Task input |
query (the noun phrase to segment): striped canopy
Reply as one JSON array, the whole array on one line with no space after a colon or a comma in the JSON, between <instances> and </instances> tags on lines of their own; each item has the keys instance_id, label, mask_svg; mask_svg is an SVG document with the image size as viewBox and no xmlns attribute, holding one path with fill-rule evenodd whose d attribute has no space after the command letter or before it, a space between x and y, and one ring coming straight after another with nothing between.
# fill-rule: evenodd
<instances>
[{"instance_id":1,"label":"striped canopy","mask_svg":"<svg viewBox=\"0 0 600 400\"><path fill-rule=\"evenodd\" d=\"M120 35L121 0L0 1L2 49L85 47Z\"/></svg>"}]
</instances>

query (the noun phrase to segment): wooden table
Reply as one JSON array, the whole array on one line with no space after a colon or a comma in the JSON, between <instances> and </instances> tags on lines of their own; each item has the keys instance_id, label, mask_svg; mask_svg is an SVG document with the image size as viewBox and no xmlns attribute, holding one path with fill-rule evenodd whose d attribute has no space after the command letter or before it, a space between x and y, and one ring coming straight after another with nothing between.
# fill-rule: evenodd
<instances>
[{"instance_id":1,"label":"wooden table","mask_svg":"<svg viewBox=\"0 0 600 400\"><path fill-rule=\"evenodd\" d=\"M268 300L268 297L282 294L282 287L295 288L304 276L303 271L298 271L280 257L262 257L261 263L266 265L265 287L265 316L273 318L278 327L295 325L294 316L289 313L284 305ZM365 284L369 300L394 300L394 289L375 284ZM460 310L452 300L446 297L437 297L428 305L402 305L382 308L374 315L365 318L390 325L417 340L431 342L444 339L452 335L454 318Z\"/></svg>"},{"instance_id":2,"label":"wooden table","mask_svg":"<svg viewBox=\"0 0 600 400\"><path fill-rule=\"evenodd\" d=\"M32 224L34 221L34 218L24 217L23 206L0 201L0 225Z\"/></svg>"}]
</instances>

Your objective |
Reproduce the material in full, with no word added or dropped.

Exercise response |
query (the noun phrase to segment): striped canopy
Reply as one JSON array, the whole array on one line with no space after a colon or a comma in the JSON, between <instances> and </instances> tags on lines of their own; each item has the keys instance_id, label, mask_svg; mask_svg is an SVG document with the image size as viewBox and no xmlns attribute, holding one path with fill-rule evenodd whose d attribute has no space after the command letter or before it, a space between x and y, and one ring coming straight after another with nothing between.
# fill-rule: evenodd
<instances>
[{"instance_id":1,"label":"striped canopy","mask_svg":"<svg viewBox=\"0 0 600 400\"><path fill-rule=\"evenodd\" d=\"M120 35L121 0L0 1L2 49L85 47Z\"/></svg>"}]
</instances>

query (the noun phrase to segment): wooden table
Reply as one JSON array, the whole array on one line with no space after a colon or a comma in the JSON, between <instances> and </instances> tags on lines of their own; each item has the keys instance_id, label, mask_svg; mask_svg is an SVG document with the image size as viewBox and no xmlns attribute, holding one path with fill-rule evenodd whose d attribute has no space after the command letter or before it, a space between x and y, and one ring coming straight after another with nothing between.
# fill-rule: evenodd
<instances>
[{"instance_id":1,"label":"wooden table","mask_svg":"<svg viewBox=\"0 0 600 400\"><path fill-rule=\"evenodd\" d=\"M268 300L268 297L282 294L282 287L295 288L304 276L303 271L298 271L280 257L262 257L261 263L266 265L265 287L265 316L273 318L278 327L295 325L294 316L289 313L284 305ZM365 284L369 300L394 300L394 289L375 284ZM460 310L452 300L446 297L437 297L428 305L402 305L382 308L374 315L365 318L390 325L417 340L431 342L444 339L452 335L454 318Z\"/></svg>"},{"instance_id":2,"label":"wooden table","mask_svg":"<svg viewBox=\"0 0 600 400\"><path fill-rule=\"evenodd\" d=\"M32 224L34 221L34 218L24 217L23 206L0 201L0 225Z\"/></svg>"}]
</instances>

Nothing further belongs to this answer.